## Stated goal
Show every line of the records below that contains the word "dark", matching case exactly.

-- Start of Available records --

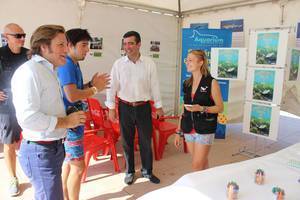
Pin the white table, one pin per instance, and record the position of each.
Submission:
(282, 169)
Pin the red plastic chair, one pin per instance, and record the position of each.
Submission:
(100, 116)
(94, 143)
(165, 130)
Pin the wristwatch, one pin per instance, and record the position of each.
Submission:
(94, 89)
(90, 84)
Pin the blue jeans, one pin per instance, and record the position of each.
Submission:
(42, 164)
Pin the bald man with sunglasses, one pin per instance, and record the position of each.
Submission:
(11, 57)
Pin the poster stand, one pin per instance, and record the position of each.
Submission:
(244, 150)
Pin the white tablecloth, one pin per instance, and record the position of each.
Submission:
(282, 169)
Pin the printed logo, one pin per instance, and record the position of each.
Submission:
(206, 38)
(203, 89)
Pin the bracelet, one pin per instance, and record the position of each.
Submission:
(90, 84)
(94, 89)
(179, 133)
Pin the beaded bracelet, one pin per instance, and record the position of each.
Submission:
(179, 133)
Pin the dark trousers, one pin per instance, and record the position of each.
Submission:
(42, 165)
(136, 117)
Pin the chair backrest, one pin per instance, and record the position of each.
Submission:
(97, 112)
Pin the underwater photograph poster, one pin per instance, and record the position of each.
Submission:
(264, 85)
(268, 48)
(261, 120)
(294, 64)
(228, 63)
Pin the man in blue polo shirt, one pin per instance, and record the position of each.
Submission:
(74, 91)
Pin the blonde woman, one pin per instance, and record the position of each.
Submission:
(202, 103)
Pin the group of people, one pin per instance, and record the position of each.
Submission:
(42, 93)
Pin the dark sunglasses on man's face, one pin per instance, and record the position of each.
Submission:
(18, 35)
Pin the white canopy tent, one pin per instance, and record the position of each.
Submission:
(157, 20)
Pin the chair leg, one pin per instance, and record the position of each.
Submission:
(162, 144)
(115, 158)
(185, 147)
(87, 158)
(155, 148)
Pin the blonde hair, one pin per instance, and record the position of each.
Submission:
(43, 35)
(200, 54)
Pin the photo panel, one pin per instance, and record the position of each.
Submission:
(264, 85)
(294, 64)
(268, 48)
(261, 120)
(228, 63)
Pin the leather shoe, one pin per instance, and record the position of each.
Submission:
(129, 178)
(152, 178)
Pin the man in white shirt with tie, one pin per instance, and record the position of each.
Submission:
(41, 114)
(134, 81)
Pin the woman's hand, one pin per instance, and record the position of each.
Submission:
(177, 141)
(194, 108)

-- End of Available records --
-- Start of Available records --

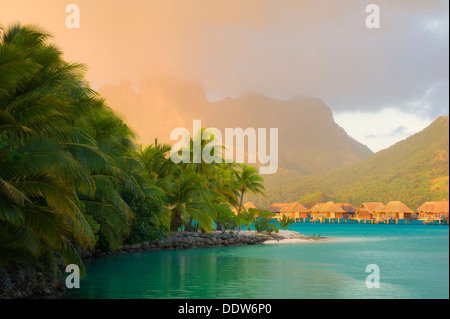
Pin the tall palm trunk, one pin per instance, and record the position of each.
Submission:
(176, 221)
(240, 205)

-- End of Available records --

## Final result
Pin the dark trousers, one pin per instance, and record the position of each.
Pin the dark sunglasses on man's face, one pin per instance, and record the position of each.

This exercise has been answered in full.